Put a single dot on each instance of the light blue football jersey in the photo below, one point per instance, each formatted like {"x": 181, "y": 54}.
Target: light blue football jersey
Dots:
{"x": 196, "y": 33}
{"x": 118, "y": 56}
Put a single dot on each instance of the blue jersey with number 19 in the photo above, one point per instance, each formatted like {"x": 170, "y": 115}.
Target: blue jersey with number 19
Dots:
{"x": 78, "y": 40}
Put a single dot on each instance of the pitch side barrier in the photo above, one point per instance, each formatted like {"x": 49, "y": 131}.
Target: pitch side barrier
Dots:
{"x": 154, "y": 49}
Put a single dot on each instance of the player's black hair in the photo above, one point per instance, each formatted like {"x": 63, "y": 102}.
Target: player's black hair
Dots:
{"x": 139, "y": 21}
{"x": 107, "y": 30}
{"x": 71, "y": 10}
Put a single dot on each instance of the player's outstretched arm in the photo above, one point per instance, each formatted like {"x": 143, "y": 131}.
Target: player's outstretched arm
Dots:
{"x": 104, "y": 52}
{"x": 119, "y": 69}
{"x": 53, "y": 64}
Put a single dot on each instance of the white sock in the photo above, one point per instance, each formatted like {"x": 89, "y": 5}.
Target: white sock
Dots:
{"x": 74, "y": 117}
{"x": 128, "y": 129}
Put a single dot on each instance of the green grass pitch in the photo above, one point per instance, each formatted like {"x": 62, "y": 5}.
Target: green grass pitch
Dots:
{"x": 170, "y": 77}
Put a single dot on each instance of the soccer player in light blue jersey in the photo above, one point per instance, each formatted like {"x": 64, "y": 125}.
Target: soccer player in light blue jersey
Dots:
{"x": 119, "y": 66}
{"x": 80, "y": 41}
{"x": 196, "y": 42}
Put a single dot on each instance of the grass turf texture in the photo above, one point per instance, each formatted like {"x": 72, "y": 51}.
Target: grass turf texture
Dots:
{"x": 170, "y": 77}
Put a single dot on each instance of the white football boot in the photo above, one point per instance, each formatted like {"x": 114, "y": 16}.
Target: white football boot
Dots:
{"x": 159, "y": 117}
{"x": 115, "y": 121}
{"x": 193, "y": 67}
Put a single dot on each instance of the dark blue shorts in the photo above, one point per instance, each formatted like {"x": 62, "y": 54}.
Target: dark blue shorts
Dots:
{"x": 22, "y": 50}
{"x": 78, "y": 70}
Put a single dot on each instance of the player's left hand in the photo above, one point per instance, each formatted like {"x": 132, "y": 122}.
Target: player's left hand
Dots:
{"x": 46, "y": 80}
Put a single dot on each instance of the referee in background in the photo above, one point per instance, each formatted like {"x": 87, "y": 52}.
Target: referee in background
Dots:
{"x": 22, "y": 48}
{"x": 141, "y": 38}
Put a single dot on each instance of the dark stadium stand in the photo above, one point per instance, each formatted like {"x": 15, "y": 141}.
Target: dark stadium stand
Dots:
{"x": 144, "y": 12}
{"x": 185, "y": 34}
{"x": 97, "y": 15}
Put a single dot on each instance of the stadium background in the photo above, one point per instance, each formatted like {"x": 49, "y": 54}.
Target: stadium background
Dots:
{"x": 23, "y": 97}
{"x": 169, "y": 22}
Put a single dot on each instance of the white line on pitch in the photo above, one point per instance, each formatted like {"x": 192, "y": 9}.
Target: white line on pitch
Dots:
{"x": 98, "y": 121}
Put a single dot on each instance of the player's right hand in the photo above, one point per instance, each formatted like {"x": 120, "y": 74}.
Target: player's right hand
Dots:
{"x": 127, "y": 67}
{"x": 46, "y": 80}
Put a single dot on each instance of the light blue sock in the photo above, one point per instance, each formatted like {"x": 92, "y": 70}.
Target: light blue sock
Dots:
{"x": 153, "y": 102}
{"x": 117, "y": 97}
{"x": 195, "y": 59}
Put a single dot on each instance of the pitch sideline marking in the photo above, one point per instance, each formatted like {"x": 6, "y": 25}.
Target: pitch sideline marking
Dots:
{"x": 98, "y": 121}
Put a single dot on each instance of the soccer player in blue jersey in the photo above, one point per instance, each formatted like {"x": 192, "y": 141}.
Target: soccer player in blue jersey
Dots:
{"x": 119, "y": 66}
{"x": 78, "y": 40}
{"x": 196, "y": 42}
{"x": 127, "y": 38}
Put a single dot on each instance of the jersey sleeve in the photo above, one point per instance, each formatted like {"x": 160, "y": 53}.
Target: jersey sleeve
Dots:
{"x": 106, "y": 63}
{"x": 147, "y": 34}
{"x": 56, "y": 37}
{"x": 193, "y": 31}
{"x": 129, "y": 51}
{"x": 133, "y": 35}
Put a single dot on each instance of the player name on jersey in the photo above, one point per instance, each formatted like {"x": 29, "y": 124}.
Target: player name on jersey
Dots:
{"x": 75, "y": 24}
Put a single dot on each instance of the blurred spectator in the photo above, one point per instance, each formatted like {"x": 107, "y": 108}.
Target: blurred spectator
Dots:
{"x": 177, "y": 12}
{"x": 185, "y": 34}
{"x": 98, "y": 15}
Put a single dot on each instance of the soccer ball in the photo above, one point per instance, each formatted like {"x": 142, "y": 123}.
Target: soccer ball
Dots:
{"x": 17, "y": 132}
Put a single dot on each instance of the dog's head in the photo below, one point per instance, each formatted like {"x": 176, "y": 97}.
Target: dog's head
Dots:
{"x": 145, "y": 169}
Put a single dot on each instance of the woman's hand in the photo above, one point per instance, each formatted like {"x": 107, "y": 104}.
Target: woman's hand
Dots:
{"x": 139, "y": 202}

· · · · · · ·

Repeat exactly the lines from the line containing "Put a single dot on each instance of the player name" through the end of the listing above; both boundary lines are part of the output.

** Solved exercise **
Put a single dot on each instance of the player name on jersey in the photo above, one point per instance, each formatted like {"x": 29, "y": 124}.
Target: player name on jersey
Dots:
{"x": 75, "y": 24}
Put a single dot on each instance of the blurred spectator in the photo above, one point per instance, each formatted like {"x": 107, "y": 108}.
Target: blurred spectator
Dots:
{"x": 177, "y": 12}
{"x": 185, "y": 34}
{"x": 98, "y": 15}
Put a single dot on each instance of the soccer ball in the photo above, one point per instance, each formatted like {"x": 142, "y": 123}.
Target: soccer ball
Dots:
{"x": 17, "y": 132}
Put a single dot on each instance of the dog's head in the photo below, one point per instance, each formatted like {"x": 176, "y": 97}.
Target: dog's head
Dots:
{"x": 145, "y": 169}
Put a single dot on each instance of the woman's hand in the photo above, one point per instance, each formatted like {"x": 107, "y": 104}.
Target: woman's hand
Dots:
{"x": 139, "y": 202}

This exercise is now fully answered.